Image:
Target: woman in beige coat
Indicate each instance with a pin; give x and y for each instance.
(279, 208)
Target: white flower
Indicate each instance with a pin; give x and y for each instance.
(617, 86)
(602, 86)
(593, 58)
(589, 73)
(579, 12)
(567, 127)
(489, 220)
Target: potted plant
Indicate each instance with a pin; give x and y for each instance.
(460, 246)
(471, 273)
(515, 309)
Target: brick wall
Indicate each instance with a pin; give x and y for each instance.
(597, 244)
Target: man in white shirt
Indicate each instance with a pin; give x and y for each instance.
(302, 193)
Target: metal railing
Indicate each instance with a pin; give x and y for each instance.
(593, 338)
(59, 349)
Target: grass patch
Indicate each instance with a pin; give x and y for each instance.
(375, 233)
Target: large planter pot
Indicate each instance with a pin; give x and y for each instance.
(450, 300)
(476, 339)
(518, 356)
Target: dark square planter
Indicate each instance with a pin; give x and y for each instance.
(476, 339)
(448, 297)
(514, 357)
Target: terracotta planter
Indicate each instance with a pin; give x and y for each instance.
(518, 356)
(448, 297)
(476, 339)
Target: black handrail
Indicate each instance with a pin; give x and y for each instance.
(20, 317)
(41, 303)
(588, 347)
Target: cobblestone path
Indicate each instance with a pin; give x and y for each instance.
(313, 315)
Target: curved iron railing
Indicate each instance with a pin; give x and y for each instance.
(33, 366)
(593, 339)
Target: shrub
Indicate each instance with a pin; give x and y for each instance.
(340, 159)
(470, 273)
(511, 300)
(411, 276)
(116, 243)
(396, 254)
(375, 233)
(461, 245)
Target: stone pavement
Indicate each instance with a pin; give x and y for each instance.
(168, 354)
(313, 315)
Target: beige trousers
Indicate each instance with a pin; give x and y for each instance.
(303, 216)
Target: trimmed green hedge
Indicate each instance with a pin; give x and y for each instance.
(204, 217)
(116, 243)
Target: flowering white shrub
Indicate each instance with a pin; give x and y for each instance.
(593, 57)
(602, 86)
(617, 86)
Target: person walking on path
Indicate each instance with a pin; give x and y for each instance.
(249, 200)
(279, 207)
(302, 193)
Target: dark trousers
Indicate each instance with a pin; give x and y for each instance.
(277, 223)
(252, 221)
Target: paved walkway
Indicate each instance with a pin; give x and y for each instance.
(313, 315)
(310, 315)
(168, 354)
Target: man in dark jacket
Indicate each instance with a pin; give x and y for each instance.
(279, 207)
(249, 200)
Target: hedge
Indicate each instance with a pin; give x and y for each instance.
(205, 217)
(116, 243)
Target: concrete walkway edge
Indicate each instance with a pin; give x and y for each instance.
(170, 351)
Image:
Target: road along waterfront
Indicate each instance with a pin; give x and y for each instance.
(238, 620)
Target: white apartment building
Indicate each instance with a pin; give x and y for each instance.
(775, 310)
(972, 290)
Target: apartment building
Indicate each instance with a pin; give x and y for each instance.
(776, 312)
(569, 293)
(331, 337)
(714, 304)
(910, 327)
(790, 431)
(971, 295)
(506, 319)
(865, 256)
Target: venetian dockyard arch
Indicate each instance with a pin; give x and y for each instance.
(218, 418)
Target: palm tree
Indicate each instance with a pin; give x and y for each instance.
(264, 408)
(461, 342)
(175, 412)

Required action » With every line intact, reproduce the listing verbatim.

Your solution »
Image:
Target: woman in beige coat
Indicate each instance with a pin; give x and y for each instance.
(279, 208)
Target: white flower
Indicate each instance with a pin; give x and y for each instance.
(617, 86)
(602, 86)
(593, 58)
(589, 73)
(579, 12)
(567, 127)
(489, 220)
Target: potted plant
Indicate each instance with a pin; give x and y for each instance.
(460, 246)
(471, 273)
(515, 309)
Target: brick wall
Indicate each instance with a pin; give x and y for each instance.
(597, 244)
Target: man in white shirt
Indicate each instance with a pin; give x and y for each instance.
(302, 193)
Target: metal railing
Indicate each instance with a pin; give x and y for each instance.
(593, 338)
(59, 349)
Target: grass patch
Indicate each instance with a pin; give x and y for each instance.
(375, 233)
Target: large planter pot
Indicate each instance with a pin; give x and y for each instance.
(450, 300)
(476, 339)
(518, 356)
Target: dark square planter
Indicate each instance with a pin; give x and y for each instance.
(476, 339)
(448, 297)
(514, 357)
Target: terracotta planter
Indicate each instance with a pin; give x and y for each instance.
(518, 356)
(448, 297)
(476, 339)
Target: black handrail
Indicate each instance with a pin; give x and y for each instance.
(20, 317)
(41, 303)
(588, 347)
Target: cobblestone path
Indicate each instance with a pin; give x and y for each instance.
(313, 315)
Target: curved iron railing
Indicate each instance with a pin; give x and y for each instance.
(33, 366)
(593, 339)
Target: shrub
Indicate each instance with a pin; give x and y for each instance.
(340, 159)
(470, 273)
(511, 300)
(411, 276)
(116, 243)
(396, 254)
(375, 233)
(461, 245)
Target: stone pavement
Indicate each instance with a pin; give x and y for each instance.
(168, 354)
(313, 315)
Target: beige trousers
Indicate each instance with a pin; give x and y for each instance.
(303, 216)
Target: trimmed green hedge
Indicate each instance with a pin; give x and y for each instance.
(204, 217)
(116, 243)
Target: flowering white shrub
Indicate each instance with a pin; give x and y for each instance.
(593, 57)
(602, 86)
(617, 86)
Target: person walking on path
Indicate each instance with a pin; give x and y for each instance.
(249, 200)
(279, 207)
(302, 193)
Target: dark trousers
Indicate each instance with a pin; give x and y for each instance.
(277, 223)
(252, 221)
Target: paved walkway
Indicate each instance with a pin; give x and y for each instance.
(313, 315)
(310, 315)
(168, 354)
Target: man in dark jacket
Indicate each instance with a pin; give x and y for each instance.
(279, 207)
(249, 200)
Target: hedge
Indicate each instance with a pin; give x and y for each instance.
(205, 217)
(116, 243)
Target: concrete walkway edge
Indicate each instance with a pin; give x and y for each instance.
(170, 351)
Image:
Target: road along waterfront
Indicate each instance with a pin; give x and y for each instance.
(238, 620)
Target: white apartment building
Indicate each instance with a pin; give x and y for each instance.
(775, 310)
(972, 290)
Target: apartment building
Indicate each instance with a pin; give x and y for each instance.
(776, 312)
(569, 293)
(331, 337)
(714, 304)
(910, 327)
(790, 431)
(971, 295)
(506, 319)
(865, 256)
Target: venetian dockyard arch
Indicate each instance with a pin; give x and y for each instance.
(218, 418)
Target: palm tree
Indicate each instance with a pin; give x and y for each instance.
(264, 408)
(461, 342)
(175, 412)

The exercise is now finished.